◆ **GIVEN TASK**:
Extract the listing verbatim, beginning with the line that contains "Mark the dark" and continuing through the last line of the listing, leaving out the pictures.

◆ **INPUT ROWS**:
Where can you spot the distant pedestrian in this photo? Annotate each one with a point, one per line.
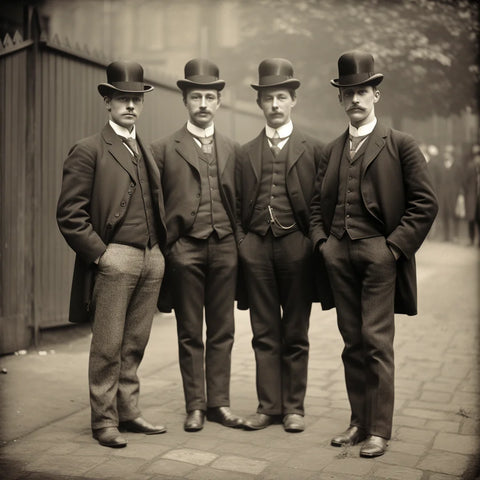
(275, 179)
(471, 186)
(197, 166)
(373, 206)
(110, 212)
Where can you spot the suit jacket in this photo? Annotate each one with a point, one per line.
(396, 189)
(177, 161)
(304, 154)
(97, 177)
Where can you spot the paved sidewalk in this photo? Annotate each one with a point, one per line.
(44, 410)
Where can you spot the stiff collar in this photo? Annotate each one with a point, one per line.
(363, 130)
(200, 132)
(283, 131)
(122, 131)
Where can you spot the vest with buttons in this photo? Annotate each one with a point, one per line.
(211, 215)
(138, 226)
(350, 213)
(273, 192)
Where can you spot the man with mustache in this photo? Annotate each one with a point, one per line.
(110, 211)
(275, 180)
(197, 165)
(373, 207)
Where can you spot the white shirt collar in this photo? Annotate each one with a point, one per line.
(200, 132)
(363, 130)
(283, 131)
(122, 131)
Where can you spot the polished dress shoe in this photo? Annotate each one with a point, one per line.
(258, 421)
(109, 437)
(224, 416)
(351, 436)
(293, 422)
(374, 446)
(140, 425)
(194, 421)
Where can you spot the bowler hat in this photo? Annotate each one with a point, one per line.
(201, 73)
(124, 77)
(356, 68)
(276, 72)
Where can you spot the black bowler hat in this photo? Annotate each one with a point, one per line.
(276, 72)
(126, 77)
(201, 73)
(356, 68)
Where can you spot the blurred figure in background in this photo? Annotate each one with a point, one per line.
(471, 186)
(450, 185)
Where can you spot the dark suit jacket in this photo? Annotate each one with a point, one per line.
(304, 154)
(177, 161)
(97, 176)
(396, 190)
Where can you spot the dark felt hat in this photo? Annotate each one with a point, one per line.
(356, 68)
(276, 72)
(201, 73)
(126, 77)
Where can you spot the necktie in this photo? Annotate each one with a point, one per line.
(132, 144)
(354, 142)
(207, 143)
(275, 140)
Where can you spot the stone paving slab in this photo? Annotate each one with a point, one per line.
(44, 411)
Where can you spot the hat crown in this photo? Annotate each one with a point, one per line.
(200, 67)
(279, 67)
(276, 72)
(356, 68)
(124, 72)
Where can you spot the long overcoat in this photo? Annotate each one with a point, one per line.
(98, 182)
(396, 190)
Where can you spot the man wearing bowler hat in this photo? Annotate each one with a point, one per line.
(373, 207)
(197, 165)
(275, 181)
(110, 212)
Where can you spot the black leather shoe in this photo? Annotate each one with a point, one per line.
(293, 422)
(109, 437)
(351, 436)
(140, 425)
(374, 446)
(224, 416)
(258, 421)
(194, 421)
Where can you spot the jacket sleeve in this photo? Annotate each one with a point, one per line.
(421, 202)
(74, 203)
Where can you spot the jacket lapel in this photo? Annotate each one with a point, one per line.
(118, 150)
(374, 145)
(186, 148)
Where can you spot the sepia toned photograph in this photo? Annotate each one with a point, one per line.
(239, 239)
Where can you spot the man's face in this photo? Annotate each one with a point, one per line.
(202, 104)
(277, 105)
(124, 108)
(358, 103)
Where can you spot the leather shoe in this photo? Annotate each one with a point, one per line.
(194, 421)
(293, 422)
(351, 436)
(258, 421)
(224, 416)
(109, 437)
(140, 425)
(374, 446)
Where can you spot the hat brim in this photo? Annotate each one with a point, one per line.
(374, 80)
(105, 88)
(290, 83)
(215, 85)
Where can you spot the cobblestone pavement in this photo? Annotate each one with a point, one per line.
(44, 410)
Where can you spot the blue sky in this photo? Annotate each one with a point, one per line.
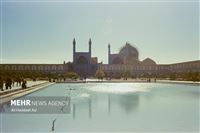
(42, 32)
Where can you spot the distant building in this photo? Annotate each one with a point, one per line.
(83, 62)
(127, 60)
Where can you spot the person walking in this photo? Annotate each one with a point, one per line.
(1, 83)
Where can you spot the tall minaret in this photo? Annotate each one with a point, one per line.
(90, 51)
(109, 53)
(74, 49)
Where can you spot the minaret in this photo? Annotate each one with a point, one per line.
(74, 49)
(109, 53)
(90, 51)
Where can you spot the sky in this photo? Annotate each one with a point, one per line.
(42, 32)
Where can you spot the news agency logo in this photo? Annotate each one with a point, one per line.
(40, 105)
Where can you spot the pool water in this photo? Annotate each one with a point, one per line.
(123, 107)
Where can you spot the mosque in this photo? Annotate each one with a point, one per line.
(127, 60)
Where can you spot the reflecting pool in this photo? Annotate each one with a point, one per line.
(123, 107)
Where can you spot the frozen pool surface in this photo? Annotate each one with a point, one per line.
(115, 107)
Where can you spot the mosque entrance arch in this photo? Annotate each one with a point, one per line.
(82, 60)
(117, 60)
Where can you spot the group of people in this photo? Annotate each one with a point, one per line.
(9, 83)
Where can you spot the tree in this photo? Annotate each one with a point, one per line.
(99, 74)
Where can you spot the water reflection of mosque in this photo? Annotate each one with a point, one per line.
(128, 102)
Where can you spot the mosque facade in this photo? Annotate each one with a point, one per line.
(126, 60)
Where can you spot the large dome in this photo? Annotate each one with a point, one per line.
(129, 51)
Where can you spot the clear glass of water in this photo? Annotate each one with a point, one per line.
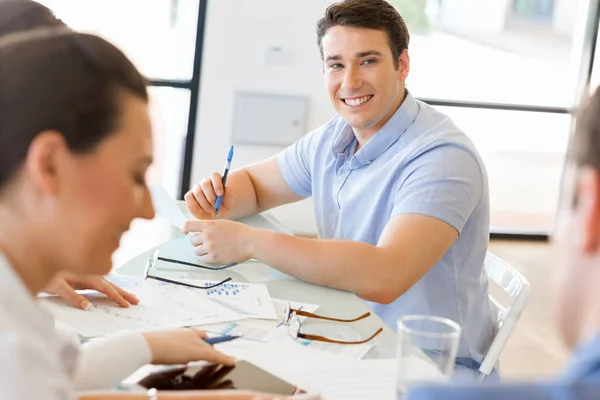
(426, 351)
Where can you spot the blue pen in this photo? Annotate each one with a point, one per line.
(220, 339)
(224, 179)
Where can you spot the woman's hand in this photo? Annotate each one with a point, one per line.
(180, 346)
(65, 285)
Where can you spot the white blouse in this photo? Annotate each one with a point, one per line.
(37, 361)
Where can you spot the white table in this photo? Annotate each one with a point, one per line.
(147, 236)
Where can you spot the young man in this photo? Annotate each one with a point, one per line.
(18, 16)
(577, 243)
(400, 193)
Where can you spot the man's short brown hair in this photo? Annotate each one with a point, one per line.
(23, 15)
(369, 14)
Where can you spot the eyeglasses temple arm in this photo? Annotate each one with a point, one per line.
(324, 339)
(309, 314)
(171, 260)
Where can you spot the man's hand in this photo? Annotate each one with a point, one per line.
(221, 242)
(65, 285)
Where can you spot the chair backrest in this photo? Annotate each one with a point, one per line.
(517, 288)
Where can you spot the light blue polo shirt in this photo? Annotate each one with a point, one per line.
(418, 163)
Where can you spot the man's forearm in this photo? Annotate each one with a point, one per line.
(356, 267)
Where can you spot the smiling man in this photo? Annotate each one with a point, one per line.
(400, 193)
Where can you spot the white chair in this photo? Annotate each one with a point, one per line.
(517, 288)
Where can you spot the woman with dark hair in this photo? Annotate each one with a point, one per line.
(75, 143)
(25, 15)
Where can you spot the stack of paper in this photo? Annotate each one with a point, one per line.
(330, 375)
(162, 305)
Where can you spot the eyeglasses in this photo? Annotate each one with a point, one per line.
(291, 318)
(154, 258)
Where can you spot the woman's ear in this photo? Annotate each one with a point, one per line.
(44, 156)
(588, 208)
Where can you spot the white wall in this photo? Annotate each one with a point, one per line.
(566, 15)
(237, 36)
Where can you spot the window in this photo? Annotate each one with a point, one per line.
(161, 38)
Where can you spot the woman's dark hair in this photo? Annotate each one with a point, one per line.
(57, 79)
(369, 14)
(23, 15)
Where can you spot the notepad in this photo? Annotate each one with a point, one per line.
(162, 305)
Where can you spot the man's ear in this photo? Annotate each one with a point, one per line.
(43, 158)
(404, 64)
(588, 208)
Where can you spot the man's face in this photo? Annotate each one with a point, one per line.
(363, 82)
(577, 252)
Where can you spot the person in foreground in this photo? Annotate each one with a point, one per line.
(577, 246)
(20, 16)
(75, 143)
(400, 193)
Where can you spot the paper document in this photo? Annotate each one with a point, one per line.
(332, 376)
(249, 299)
(275, 332)
(166, 207)
(364, 379)
(162, 305)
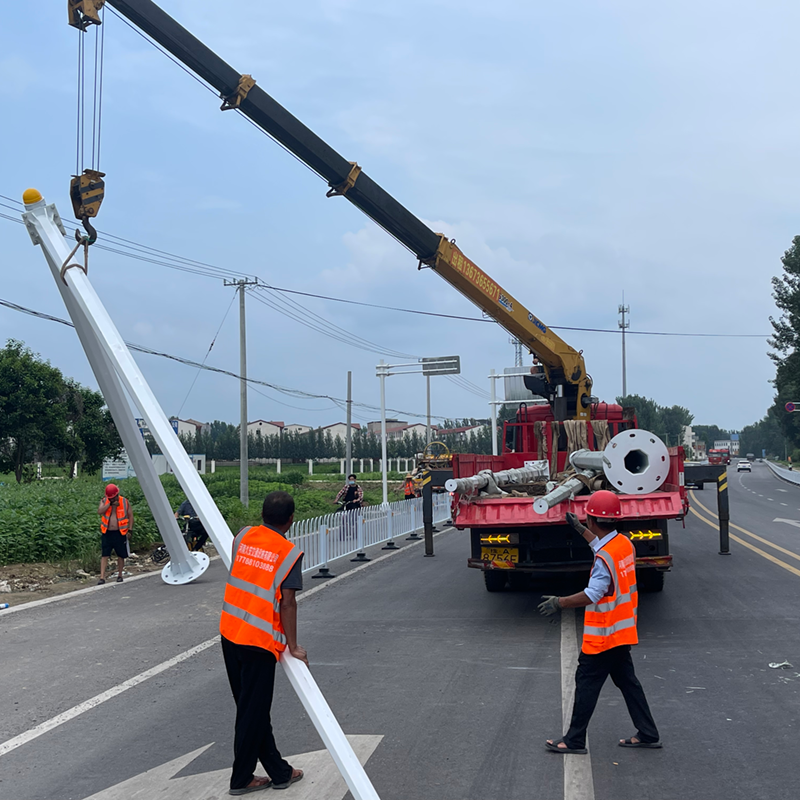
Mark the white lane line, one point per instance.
(66, 716)
(578, 780)
(87, 705)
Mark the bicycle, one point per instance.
(195, 539)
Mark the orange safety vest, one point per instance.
(611, 622)
(251, 610)
(123, 517)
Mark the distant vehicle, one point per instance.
(719, 456)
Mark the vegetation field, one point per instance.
(53, 520)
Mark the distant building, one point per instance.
(339, 429)
(262, 427)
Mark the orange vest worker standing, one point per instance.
(116, 521)
(609, 627)
(259, 622)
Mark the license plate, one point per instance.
(500, 554)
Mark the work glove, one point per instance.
(550, 605)
(572, 521)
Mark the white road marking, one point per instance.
(87, 705)
(321, 781)
(578, 780)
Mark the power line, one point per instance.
(297, 393)
(203, 269)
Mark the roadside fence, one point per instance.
(324, 539)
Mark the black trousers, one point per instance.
(589, 679)
(251, 673)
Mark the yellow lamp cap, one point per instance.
(30, 196)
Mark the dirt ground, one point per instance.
(22, 583)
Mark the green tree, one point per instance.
(33, 407)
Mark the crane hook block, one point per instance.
(246, 83)
(86, 192)
(83, 13)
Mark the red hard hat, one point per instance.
(604, 504)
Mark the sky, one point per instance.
(575, 151)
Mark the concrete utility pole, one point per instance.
(624, 324)
(244, 491)
(348, 453)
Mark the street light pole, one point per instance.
(384, 476)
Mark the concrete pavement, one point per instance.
(463, 685)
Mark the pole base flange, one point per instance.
(324, 572)
(198, 564)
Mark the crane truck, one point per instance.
(556, 448)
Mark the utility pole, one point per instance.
(428, 430)
(348, 453)
(244, 492)
(624, 324)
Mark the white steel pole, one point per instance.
(428, 431)
(493, 405)
(348, 453)
(43, 224)
(384, 465)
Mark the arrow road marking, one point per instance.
(794, 522)
(322, 780)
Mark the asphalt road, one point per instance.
(457, 688)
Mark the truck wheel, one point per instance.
(650, 580)
(495, 581)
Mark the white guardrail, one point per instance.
(788, 475)
(324, 539)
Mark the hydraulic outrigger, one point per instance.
(561, 377)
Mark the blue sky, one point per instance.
(575, 150)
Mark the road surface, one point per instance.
(448, 690)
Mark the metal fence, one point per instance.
(324, 539)
(788, 475)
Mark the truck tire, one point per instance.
(650, 580)
(495, 580)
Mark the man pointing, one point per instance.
(609, 628)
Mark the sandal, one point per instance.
(256, 788)
(554, 748)
(293, 779)
(648, 745)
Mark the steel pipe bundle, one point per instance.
(493, 482)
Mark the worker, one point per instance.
(350, 495)
(116, 522)
(259, 622)
(609, 627)
(197, 532)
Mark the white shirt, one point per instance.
(600, 579)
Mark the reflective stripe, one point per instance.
(253, 588)
(253, 620)
(617, 626)
(611, 604)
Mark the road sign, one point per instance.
(443, 365)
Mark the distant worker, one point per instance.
(351, 495)
(196, 529)
(609, 628)
(259, 622)
(116, 522)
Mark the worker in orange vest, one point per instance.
(259, 622)
(116, 521)
(609, 627)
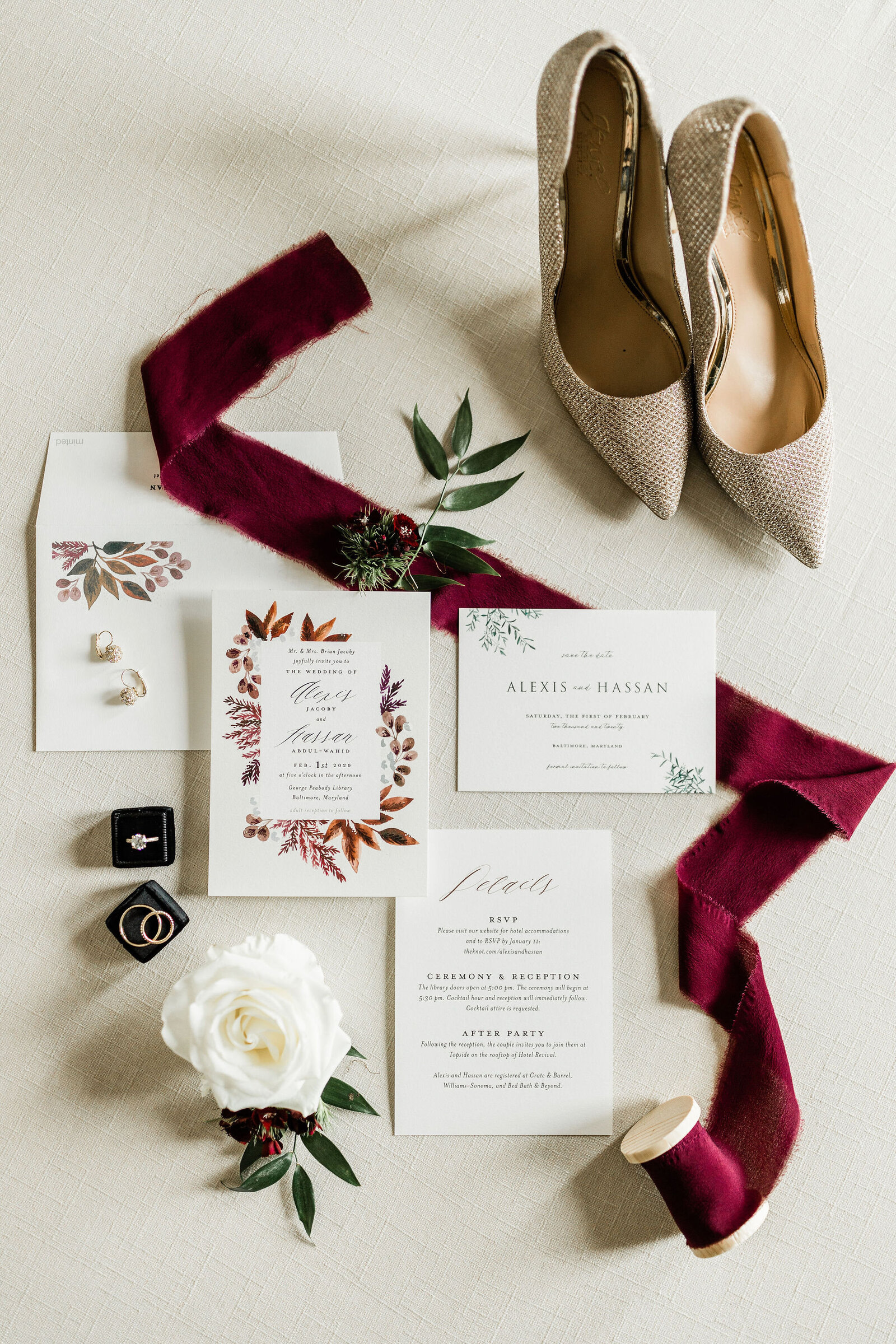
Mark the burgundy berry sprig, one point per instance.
(267, 1131)
(378, 549)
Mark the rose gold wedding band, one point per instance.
(147, 941)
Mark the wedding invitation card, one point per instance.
(327, 791)
(504, 987)
(586, 702)
(100, 569)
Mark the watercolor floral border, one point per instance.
(116, 568)
(316, 841)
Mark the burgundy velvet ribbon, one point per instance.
(797, 787)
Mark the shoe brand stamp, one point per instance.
(736, 220)
(591, 133)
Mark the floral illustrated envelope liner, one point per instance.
(320, 744)
(586, 702)
(115, 553)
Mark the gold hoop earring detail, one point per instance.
(130, 693)
(110, 652)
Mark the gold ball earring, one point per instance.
(110, 652)
(130, 693)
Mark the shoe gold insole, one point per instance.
(606, 334)
(766, 394)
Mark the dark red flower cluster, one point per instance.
(267, 1126)
(386, 534)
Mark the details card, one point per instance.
(320, 744)
(586, 702)
(504, 987)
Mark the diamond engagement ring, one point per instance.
(140, 842)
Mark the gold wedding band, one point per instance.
(147, 941)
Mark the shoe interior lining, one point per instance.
(772, 385)
(614, 340)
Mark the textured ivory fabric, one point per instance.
(787, 492)
(156, 153)
(644, 438)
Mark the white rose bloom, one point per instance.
(258, 1023)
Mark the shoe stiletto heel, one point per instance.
(614, 335)
(760, 389)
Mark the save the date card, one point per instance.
(320, 744)
(587, 702)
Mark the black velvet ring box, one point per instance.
(143, 838)
(146, 921)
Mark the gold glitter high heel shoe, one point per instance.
(614, 334)
(763, 418)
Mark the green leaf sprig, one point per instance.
(378, 549)
(452, 546)
(258, 1171)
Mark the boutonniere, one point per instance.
(378, 549)
(261, 1027)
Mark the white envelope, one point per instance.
(101, 491)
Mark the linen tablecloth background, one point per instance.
(156, 152)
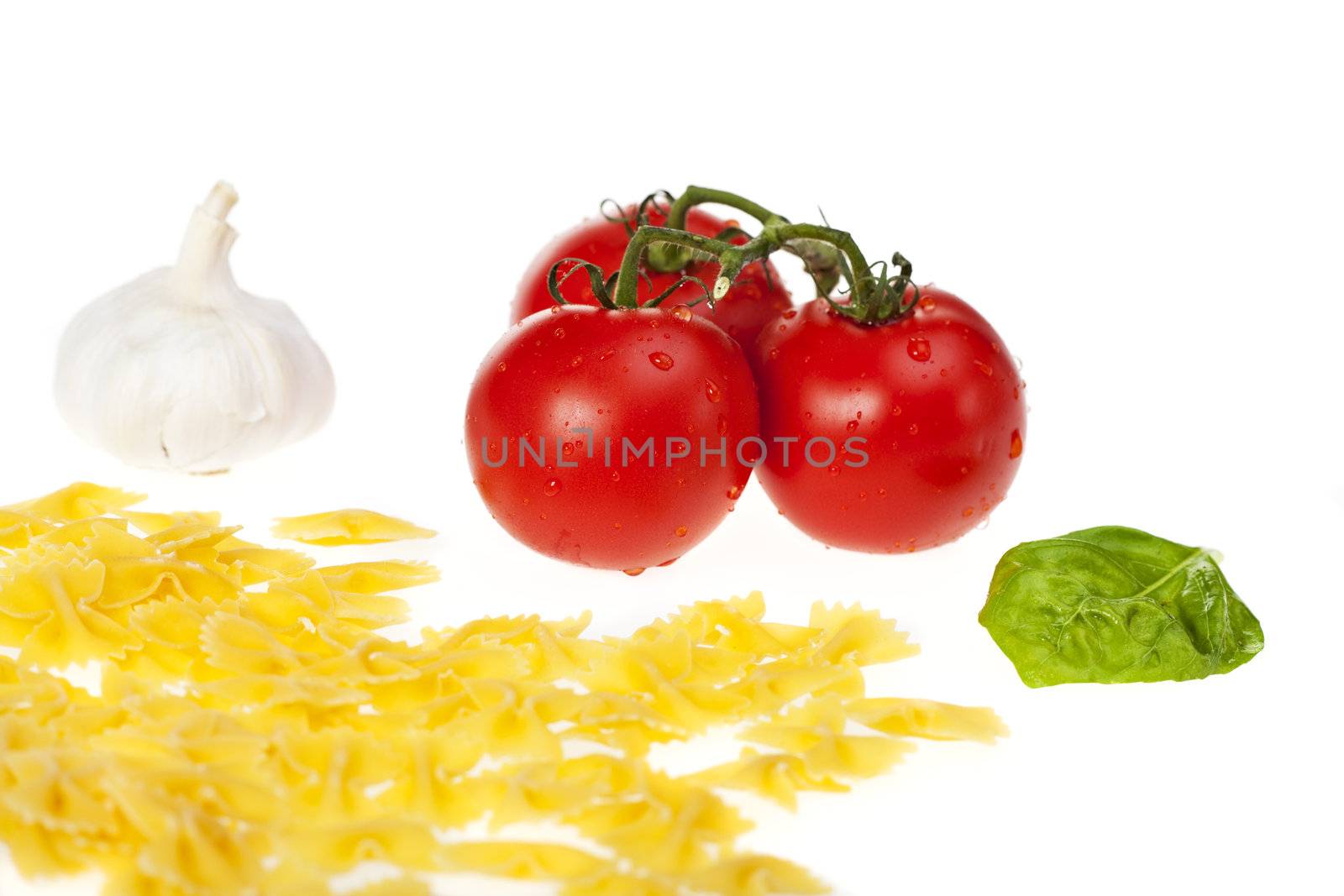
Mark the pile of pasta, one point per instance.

◆ **TASK RESPONSE**:
Mark the dark red flower cluster, one point per instance.
(267, 1126)
(386, 534)
Mark the details card, one point per instance.
(320, 744)
(586, 702)
(504, 987)
Mark the diamond engagement ring, one point per instance.
(140, 842)
Mark the gold wedding band, one point per instance.
(147, 941)
Mark the shoe interior lining, one point per instance.
(772, 385)
(614, 340)
Mark the textured ivory fabric, one point per instance.
(787, 492)
(156, 153)
(644, 438)
Mark the white rose bloom, one point per instance.
(258, 1023)
Mark the shoe stiletto heel, one point per instance.
(614, 335)
(760, 389)
Mark the save the date card, one point per instance.
(320, 744)
(587, 702)
Mark the black velvet ring box, one point per instance.
(143, 838)
(146, 921)
Mark the gold glitter high heel shoe, one point per instance.
(614, 334)
(763, 418)
Mark the green leaf sprig, one point per instance.
(378, 549)
(452, 546)
(258, 1171)
Mark the boutonniere, one point per instance.
(378, 549)
(261, 1027)
Mark the white envelope, one point per instance.
(101, 491)
Mark the linen tablecloth background, one point per instance.
(156, 152)
Mark the pile of pasta, one point per instance.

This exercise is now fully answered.